## Recorded information
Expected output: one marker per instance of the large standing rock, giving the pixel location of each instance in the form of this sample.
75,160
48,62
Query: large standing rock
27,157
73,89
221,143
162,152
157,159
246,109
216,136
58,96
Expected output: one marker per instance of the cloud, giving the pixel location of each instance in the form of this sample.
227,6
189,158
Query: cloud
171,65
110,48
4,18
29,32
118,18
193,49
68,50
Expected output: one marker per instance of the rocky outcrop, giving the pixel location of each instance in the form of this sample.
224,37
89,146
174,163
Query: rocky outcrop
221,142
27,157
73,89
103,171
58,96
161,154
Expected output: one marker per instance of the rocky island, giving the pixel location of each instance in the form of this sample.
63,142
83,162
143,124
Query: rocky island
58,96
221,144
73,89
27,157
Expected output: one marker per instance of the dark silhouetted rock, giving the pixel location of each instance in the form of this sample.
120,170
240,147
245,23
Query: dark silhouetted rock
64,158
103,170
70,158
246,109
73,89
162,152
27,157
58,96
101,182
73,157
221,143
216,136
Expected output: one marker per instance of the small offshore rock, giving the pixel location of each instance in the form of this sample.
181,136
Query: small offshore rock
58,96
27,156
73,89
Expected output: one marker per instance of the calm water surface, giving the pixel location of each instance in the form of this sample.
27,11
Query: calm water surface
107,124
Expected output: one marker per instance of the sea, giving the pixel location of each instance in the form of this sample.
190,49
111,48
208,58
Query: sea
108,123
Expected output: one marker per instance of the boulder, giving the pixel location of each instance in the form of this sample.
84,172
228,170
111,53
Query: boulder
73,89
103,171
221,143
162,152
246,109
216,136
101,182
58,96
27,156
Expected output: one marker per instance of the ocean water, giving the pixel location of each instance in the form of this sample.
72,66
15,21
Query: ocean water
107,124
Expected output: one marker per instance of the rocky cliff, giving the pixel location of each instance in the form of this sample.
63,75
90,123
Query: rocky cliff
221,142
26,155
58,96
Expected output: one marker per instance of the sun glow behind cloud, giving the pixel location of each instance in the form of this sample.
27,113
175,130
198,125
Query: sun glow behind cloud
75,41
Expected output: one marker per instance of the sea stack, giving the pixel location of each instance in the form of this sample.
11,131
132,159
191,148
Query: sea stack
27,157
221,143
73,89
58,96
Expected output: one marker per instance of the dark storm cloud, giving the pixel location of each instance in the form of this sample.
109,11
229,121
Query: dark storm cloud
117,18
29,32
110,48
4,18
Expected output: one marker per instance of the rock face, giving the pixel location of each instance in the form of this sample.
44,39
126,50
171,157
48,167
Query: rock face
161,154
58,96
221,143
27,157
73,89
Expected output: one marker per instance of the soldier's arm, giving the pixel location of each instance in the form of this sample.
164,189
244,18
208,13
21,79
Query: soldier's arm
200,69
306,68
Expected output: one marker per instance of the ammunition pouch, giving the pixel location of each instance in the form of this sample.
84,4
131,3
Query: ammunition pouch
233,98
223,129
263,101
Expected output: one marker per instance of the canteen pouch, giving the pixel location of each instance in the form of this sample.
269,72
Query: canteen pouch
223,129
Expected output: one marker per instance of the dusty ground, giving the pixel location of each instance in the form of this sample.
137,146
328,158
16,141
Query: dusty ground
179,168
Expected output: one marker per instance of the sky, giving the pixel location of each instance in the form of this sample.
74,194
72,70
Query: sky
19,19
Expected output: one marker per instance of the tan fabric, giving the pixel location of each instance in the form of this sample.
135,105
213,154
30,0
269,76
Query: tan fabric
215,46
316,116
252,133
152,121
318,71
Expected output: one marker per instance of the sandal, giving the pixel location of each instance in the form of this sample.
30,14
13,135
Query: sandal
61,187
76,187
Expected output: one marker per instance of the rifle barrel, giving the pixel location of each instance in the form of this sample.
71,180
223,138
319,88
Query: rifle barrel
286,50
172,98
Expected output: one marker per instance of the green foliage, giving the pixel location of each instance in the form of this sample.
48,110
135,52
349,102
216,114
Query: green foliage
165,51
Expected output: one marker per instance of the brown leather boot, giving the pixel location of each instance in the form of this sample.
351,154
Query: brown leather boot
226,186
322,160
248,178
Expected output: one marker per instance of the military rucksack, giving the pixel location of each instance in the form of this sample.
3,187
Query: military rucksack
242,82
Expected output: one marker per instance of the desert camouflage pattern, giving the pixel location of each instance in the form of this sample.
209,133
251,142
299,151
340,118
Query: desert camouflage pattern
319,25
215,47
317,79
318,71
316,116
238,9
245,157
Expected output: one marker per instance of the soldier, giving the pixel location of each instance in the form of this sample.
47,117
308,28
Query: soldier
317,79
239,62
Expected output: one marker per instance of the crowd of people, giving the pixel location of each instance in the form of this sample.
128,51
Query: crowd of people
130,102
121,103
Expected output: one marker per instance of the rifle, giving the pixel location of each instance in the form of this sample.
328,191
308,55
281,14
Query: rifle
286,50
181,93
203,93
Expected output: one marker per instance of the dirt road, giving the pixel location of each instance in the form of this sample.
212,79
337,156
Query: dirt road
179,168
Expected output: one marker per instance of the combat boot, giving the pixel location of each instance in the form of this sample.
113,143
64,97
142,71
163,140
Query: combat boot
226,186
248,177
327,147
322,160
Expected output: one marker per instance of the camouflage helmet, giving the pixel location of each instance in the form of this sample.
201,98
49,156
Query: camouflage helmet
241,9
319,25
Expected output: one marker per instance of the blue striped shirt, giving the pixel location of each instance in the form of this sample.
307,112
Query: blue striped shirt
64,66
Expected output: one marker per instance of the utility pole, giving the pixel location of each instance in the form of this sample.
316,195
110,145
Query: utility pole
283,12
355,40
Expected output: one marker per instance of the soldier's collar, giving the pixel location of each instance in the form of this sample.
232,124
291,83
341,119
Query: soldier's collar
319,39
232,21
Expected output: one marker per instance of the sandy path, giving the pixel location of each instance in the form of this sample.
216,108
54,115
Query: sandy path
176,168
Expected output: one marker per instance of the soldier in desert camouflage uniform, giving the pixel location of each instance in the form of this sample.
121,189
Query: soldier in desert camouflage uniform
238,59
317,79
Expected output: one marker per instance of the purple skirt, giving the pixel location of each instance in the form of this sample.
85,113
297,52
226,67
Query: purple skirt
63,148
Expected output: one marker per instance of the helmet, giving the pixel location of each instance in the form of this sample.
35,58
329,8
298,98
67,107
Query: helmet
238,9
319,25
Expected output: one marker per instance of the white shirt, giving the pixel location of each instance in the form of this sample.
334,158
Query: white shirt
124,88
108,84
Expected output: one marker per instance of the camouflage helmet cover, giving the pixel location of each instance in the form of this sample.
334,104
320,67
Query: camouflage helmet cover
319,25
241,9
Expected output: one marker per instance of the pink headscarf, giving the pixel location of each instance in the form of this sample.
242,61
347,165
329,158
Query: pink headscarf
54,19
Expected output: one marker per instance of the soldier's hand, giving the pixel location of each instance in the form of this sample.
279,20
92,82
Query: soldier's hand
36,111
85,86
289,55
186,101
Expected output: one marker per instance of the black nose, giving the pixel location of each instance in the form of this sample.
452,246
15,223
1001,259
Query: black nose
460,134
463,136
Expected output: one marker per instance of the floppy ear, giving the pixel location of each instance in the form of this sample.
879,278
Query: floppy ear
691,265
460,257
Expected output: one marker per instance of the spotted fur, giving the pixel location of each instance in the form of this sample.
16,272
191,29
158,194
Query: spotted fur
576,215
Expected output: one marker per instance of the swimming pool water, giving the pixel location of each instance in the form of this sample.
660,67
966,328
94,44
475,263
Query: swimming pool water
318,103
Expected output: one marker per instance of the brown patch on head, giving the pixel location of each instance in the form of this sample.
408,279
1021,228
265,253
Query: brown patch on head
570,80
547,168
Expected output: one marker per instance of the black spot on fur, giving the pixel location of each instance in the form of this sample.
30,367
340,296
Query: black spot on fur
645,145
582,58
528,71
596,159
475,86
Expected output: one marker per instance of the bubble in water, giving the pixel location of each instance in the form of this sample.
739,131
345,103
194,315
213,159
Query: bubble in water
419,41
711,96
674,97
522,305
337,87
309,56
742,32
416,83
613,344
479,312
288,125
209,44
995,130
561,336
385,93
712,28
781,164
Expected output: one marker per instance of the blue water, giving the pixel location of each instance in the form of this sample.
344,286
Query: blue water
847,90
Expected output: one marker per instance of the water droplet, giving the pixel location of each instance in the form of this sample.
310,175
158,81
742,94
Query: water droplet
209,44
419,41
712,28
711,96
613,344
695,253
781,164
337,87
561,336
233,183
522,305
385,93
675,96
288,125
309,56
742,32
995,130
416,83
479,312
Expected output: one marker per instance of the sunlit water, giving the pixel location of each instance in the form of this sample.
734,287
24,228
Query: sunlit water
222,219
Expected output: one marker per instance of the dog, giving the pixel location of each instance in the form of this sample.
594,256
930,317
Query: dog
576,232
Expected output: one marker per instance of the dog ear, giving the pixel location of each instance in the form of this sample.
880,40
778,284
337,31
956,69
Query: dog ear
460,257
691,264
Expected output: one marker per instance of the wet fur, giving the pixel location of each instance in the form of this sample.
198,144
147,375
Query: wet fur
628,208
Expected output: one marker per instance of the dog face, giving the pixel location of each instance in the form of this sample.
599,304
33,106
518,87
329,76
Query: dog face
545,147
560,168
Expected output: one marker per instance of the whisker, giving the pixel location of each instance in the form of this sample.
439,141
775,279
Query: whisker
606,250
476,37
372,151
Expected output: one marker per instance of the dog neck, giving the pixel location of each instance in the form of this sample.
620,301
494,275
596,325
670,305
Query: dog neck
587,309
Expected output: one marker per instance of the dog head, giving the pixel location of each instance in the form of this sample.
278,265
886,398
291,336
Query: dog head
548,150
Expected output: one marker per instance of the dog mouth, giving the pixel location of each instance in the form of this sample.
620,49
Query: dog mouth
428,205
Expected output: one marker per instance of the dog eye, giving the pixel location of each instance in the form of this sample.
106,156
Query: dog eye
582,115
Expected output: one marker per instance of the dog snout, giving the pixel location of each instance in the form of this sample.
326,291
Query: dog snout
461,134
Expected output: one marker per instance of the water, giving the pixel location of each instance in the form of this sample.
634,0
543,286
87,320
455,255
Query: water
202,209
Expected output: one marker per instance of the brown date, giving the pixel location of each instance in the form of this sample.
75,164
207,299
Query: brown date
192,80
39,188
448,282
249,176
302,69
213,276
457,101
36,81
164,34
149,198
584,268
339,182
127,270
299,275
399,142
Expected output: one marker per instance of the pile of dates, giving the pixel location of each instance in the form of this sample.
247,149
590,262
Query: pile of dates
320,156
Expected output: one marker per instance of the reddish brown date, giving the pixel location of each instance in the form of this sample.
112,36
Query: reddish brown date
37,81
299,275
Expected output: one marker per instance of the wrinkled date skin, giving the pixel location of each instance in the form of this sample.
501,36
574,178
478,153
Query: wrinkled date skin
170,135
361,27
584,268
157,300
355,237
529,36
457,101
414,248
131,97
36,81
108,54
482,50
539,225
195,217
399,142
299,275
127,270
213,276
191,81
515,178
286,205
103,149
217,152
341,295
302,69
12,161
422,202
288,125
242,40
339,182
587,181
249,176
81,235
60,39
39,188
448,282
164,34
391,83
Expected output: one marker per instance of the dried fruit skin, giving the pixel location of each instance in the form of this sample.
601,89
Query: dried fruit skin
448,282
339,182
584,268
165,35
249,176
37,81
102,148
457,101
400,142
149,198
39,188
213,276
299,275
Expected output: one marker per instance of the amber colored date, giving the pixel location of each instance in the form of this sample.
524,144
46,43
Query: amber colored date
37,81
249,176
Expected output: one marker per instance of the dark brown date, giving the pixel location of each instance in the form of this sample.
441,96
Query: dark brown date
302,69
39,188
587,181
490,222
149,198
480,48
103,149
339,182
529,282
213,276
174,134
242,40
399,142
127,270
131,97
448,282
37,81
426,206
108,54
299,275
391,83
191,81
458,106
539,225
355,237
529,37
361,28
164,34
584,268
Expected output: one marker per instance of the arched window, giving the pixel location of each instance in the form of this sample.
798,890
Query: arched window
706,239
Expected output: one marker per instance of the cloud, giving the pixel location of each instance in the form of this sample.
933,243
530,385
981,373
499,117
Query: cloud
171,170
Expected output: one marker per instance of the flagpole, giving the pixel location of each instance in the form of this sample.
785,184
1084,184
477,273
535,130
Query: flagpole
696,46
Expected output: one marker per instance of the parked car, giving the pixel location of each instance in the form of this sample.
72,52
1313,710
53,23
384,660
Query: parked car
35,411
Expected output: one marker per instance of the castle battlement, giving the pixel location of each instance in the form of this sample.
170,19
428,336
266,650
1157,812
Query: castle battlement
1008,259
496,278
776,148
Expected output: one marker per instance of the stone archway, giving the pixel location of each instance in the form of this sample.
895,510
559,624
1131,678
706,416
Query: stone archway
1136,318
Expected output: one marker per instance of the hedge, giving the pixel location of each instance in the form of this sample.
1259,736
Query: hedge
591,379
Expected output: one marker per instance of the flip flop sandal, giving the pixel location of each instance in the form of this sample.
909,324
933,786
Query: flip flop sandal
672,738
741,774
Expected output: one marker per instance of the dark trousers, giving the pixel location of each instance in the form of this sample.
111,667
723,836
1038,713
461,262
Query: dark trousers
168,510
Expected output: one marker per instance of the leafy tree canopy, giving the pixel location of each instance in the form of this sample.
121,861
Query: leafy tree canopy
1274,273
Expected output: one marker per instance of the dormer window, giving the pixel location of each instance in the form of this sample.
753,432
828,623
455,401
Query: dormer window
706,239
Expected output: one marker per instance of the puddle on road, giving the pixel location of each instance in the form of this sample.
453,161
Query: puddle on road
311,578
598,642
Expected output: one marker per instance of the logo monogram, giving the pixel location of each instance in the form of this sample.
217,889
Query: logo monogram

## Set task
Reproduce exactly the line that holds "Expected output: one marker per instance of the leafy", then every line after it, ending with the final line of the records above.

## Reply
Expected output: one marker per instance of the leafy tree canopy, giving the pixel location of each instance in the form of this sample.
121,861
Query: leafy tree canopy
1274,273
Expected output: one marker per instance of the dormer window, giving the pixel location of each instance in the form of this sample.
753,432
828,623
455,401
Query: dormer window
706,239
Expected output: one marker per instance of the puddle on road, giving the pixel location of each instance in the form of this sample.
453,161
Query: puddle on road
311,578
598,642
Expected output: one marker per instance of the logo monogram, giving the pixel location of each instance in the form of this sample.
217,889
Query: logo monogram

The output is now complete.